Source document —
* start *

Wolfe+585, Senior

 wolfe+585

It’s a good thing that the majority of today’s weird Wikipedia article is copy and pasted, as there is not a chance that I would have been able to type this story out manually…

Hubert Blaine Wolfeschlegelsteinhausenbergerdorff, Sr. (Wolfe+585, Senior) was the short name of a Philadelphian typesetter, who held the record for the longest personal name ever used. “585” represents the number of additional letters in his full surname (total 590).

His full 746-letter name is Adolph Blaine Charles David Earl Frederick Gerald Hubert Irvin John Kenneth Lloyd Martin Nero Oliver Paul Quincy Randolph Sherman Thomas Uncas Victor William Xerxes Yancy Zeus Wolfe­schlegelstein­hausenberger­dorffvoraltern­waren­gewissenhaft­schaferswessen­schafewaren­wohlgepflege­und­sorgfaltigkeit­beschutzen­von­angreifen­durch­ihrraubgierigfeinde­welche­voraltern­zwolftausend­jahres­vorandieerscheinen­wander­ersteer­dem­enschderraumschiff­gebrauchlicht­als­sein­ursprung­von­kraftgestart­sein­lange­fahrt­hinzwischen­sternartigraum­auf­der­suchenach­diestern­welche­gehabt­bewohnbar­planeten­kreise­drehen­sich­und­wohin­der­neurasse­von­verstandigmen­schlichkeit­konnte­fortplanzen­und­sicher­freuen­anlebens­langlich­freude­und­ruhe­mit­nicht­ein­furcht­vor­angreifen­von­anderer­intelligent­geschopfs­von­hinzwischen­sternartigraum, Senior.

He was born in Bergedorf (now part of Hamburg), Germany, and later emigrated to the United States, settling in Philadelphia. His name first attracted attention when it appeared in the 1938 Philadelphia telephone directory. A son, Hubert Blaine Wolfe­schlegel­stein­hausen­berger­dorff, Jr., was born in Philadelphia in 1952, and was able to pronounce his surname by age three.

* end *

Listing —

* start *

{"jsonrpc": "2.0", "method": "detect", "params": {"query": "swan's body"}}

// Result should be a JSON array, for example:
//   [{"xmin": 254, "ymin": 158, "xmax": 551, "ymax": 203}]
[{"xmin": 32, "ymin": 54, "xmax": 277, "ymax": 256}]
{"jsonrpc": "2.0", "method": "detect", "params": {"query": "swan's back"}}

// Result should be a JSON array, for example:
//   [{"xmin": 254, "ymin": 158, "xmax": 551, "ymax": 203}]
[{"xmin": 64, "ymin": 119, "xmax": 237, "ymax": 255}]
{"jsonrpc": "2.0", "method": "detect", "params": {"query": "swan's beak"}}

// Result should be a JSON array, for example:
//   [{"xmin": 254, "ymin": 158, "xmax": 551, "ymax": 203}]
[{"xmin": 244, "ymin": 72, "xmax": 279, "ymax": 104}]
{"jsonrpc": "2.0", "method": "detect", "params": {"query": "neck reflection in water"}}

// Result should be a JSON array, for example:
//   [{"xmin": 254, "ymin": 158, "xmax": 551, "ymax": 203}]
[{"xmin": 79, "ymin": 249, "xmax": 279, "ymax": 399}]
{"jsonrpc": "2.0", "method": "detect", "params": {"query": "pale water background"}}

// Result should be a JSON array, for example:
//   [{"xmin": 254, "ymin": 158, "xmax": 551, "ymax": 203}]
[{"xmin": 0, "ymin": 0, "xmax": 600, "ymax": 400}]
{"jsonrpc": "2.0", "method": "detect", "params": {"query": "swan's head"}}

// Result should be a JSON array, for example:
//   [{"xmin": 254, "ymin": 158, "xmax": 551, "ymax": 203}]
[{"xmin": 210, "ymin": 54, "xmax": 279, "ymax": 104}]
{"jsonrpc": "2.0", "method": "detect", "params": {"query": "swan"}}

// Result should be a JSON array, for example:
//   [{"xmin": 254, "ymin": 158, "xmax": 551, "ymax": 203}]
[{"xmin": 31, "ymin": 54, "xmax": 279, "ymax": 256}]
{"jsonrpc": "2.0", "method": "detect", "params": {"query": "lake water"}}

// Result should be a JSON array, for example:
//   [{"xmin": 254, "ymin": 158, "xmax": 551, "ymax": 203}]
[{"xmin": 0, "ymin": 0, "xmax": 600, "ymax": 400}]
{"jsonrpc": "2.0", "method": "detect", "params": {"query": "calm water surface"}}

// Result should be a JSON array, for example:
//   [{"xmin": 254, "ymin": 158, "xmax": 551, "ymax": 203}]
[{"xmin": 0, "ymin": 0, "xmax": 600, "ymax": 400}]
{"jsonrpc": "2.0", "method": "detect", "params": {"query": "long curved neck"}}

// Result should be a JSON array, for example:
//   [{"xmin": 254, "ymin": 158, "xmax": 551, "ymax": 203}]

* end *

Exercises —
(A) Please find every line in the records that contains the string "method" and copy each one. Case matters.
(B) Extend the Wolfe+585 article from the point where it ends.

Answers to the exercises —
(A)
{"jsonrpc": "2.0", "method": "detect", "params": {"query": "swan's body"}}
{"jsonrpc": "2.0", "method": "detect", "params": {"query": "swan's back"}}
{"jsonrpc": "2.0", "method": "detect", "params": {"query": "swan's beak"}}
{"jsonrpc": "2.0", "method": "detect", "params": {"query": "neck reflection in water"}}
{"jsonrpc": "2.0", "method": "detect", "params": {"query": "pale water background"}}
{"jsonrpc": "2.0", "method": "detect", "params": {"query": "swan's head"}}
{"jsonrpc": "2.0", "method": "detect", "params": {"query": "swan"}}
{"jsonrpc": "2.0", "method": "detect", "params": {"query": "lake water"}}
{"jsonrpc": "2.0", "method": "detect", "params": {"query": "calm water surface"}}
{"jsonrpc": "2.0", "method": "detect", "params": {"query": "long curved neck"}}

(B)
When Inquirer journalist Frank Brookhouser omitted the letter “u” in reporting a 1952 Philadelphia voter registration under the 35-letter surname, Wolfe­schlegel­stein­hausen­berger­dorff’s prompt correction was carried by Time, and passed on to other outlets. Philadelphia’s business computers used an abbreviated form on the city’s voting registration books; the utility company, however, when told he wouldn’t pay his bill unless his name was right, began spelling it properly, on three lines.

In 1964, an Associated Press wire story reported that the IBM 7074 computer at the John Hancock Mutual Life Insurance Co. could process one million policies but refused to handle that of Wolfe­schlegel­stein­hausen­berger­dorff, which was specially processed by hand. He explained to reporter Norman Goldstein, “When somebody calls my name, I don’t have any trouble finding out who they mean …. I don’t like being part of the common herd.” Versions of this story contain the oldest known occurrences of the long name in print. Some versions catered to hexakosioihexekontahexaphobia by conveying the rumor that his name contains exactly 666 letters, which has not been supported by any reliable spelling.

He appeared in all editions of the Guinness Book of World Records from roughly 1975 to 1985 as having the longest personal name, and was photographed for the book in front of a New York City marquee displaying his name, once again misspelled. By 1983, only the 35-letter form of the name appeared in the Guinness Book; in the late 1980s, the category disappeared. The “New Dictionary of American Family Names” translates the 35-letter form as “a descendant of Wolfeschlegelstein (one who prepared wool for manufacture on a stone), of the house of Bergerdorf (mountain village)”; the Fairleigh Dickinson University Names Institute gives “wolf slayer who lives in the stone house in the mountain village”.

The Museum of Hoaxes, which says the 590-letter name “seems to be true”, provides a translation by Charles Haberl; it treats Steinhausen as a separate geographical name and continues,

“Who before ages were conscientious shepherds whose sheep were well tended and diligently protected against attackers who by their rapacity were enemies who 12,000 years ago appeared from the stars to the humans by spaceships with light as an origin of power, started a long voyage within starlike space in search for the star which has habitable planets orbiting and whither the new race of reasonable humanity could thrive and enjoy lifelong happiness and tranquility without fear of attack from other intelligent creatures from within starlike space.”

He died in 1985.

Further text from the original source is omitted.